■ Quoted passage
● ● ●

As compared to the baseline driving algorithm, a potential time save could be the case when there is a traffic object within the red-shaded area given in Figure 4, but its path does not intersect with that of the EGO vehicle. In this case, the baseline algorithm would have kept the EGO vehicle static till the red area becomes clear, while the enhanced algorithm triggers the EGO vehicle to enter the roundabout, as the traffic object is not a hazard despite being within the red-shaded area. For safety purposes, it is assumed that the baseline driving algorithm does not rely on detecting the blinkers of vehicles within the red-shaded area.

5 Key performance indicators

To fully assess the effectiveness of the simulated systems, several key performance indicators (KPIs) are used, such as driving efficiency, ride quality, and safety.

5.1 Driving efficiency metrics for the EGO vehicle

Driving efficiency focuses on how quickly the EGO vehicle can finish its maneuver and all factors that affect it. This can, for instance, be captured by the journey completion time and the stationary waiting time at the entrance of the roundabout.

5.1.1 Journey completion time

The journey completion time is the required time for the EGO vehicle to drive through the designated route and finish at a specific point at the exit of the roundabout, while satisfying specific constraints on ride quality and safety.

5.1.2 Stationary waiting time

A secondary metric that is related to the journey completion time is the stationary waiting time at the entrance of the roundabout. This measures the time the EGO vehicle remains stationary before entering the roundabout while waiting for other traffic objects to clear. It is expected that infrastructure-based sensing improves the EGO vehicle’s perception and awareness of its surroundings. This, in turn, can reduce the stationary waiting time and enhance driving efficiency. For instance, the EGO vehicle can become aware of traffic objects and their intended trajectories in advance. Provided that the desired trajectory of the EGO vehicle does not intersect with the intended trajectories of other traffic objects, the EGO vehicle can immediately enter the roundabout. On the contrary, without the infrastructure, the EGO vehicle must slow down and cautiously check for other traffic objects in its vicinity. Therefore, the infrastructure can potentially enhance traffic efficiency without compromising on safety and ride quality.

5.2 Ride quality metrics for the EGO vehicle

The most widely used ride quality measures are the instantaneous acceleration a(t) and jerk $k(t)=\frac{da}{dt}$ at a specific point in time t. The literature indicates that an absolute jerk of less than 1 m/s³ and an absolute acceleration of less than 2 m/s² are associated with comfortable driving (Bae et al., 2019). The time granularity to calculate instantaneous KPIs would be equal to the time granularity of the simulator, which is 50 ms in our case. In addition, we use a two-dimensional model for the roundabout; hence, the momentary (or instantaneous) acceleration and jerk will be calculated only at the horizontal plane. Ride comfort can also be assessed using a sliding window averaging the acceleration over intervals of 5 s, but due to the lack of space, the associated results are not presented. Finally, it shall be noted that motion sickness is usually evaluated in the order of minutes; hence, KPIs associated with it are not relevant for the subject maneuver.

● ● ●

■ Data block
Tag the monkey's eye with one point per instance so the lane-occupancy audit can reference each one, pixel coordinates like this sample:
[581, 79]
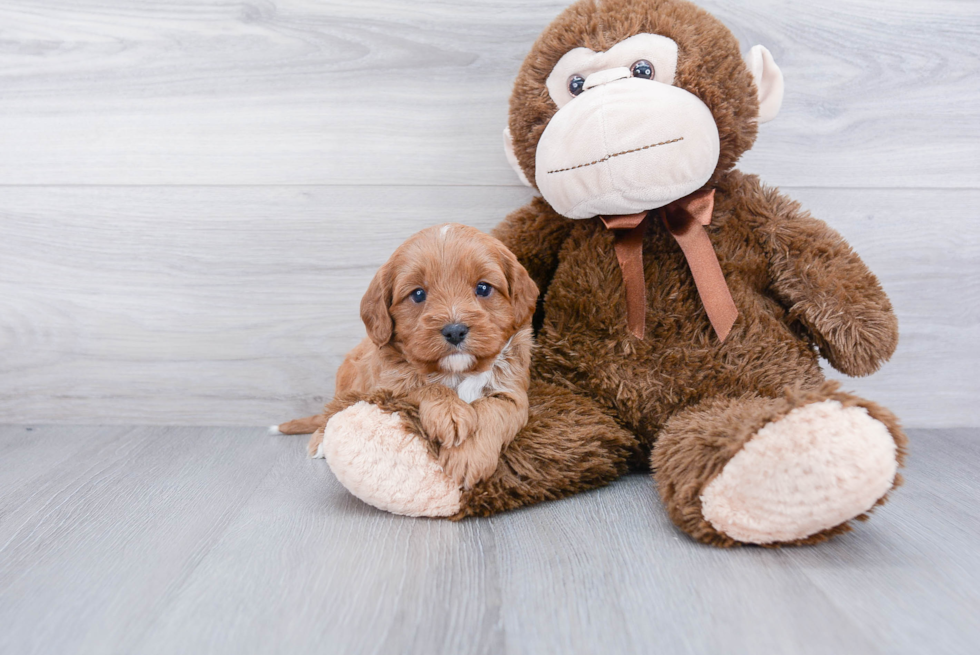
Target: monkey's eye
[643, 69]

● ● ●

■ What is asked
Pick up the passage on measuring how an automated vehicle performs at a roundabout right after its last sentence and keep it going.

■ Result below
5.3 Safety metrics

Most existing approaches evaluating road traffic safety tend to lean toward metrics calculating vehicle proximity and speed. Hence, the safety metrics that best match our simulation scenario are the time-to-collision (TTC) and the post-encroachment time (PET) between the EGO vehicle and other traffic objects. The PET resembles the time headway between vehicles but is more tailored to the roundabout scenario, as we will shortly explain (Cooper, 1984).

5.3.1 Time-to-collision

The TTC is mainly used to assess safety in adaptive cruise control systems. It is equal to the time the EGO vehicle has before colliding with another vehicle under the assumption that both vehicles maintain their trajectories at the moment of calculation. In its simplest form, the TTC assumes that the vehicles involved in the conflict maintain constant speeds equal to those at the moment of calculation.

$\text{TTC}=\frac{h_d}{v_f-v_l},\text{subject\hspace{0.17em}to:}{v}_f>v_l,(2)$

where v_f is the speed of the following vehicle, v_l is the speed of the leading vehicle, and h_d is their headway distance at the moment of calculation.

This metric is valid only if the EGO vehicle has an instantaneous speed higher/lower than that of its leading/following vehicle at the moment of calculation, as this is the only situation where a collision is imminent. More advanced TTC evaluation algorithms may also involve the instantaneous accelerations.

5.3.2 Post-encroachment time

To measure safety, the PET focuses on the overlap in the trajectories of the vehicles involved in the conflict. The PET is the time elapsed between the point where the leading vehicle leaves the intersection area, see the red-colored area in Figure 6, and the following vehicle enters that area.

FIGURE 6

FIGURE 6. Post-encroachment time for T-junction (left) and roundabout (right) crossings.

In Figure 6, the green and yellow vehicles are the following and leading vehicles, respectively. The arrows depict their direction of travel. At t = t₁, the leading vehicle has just left the red-shaded area, and at t = t₂, the following vehicle is just about to enter that area. Therefore, the PET is equal to PET = t₂ − t₁.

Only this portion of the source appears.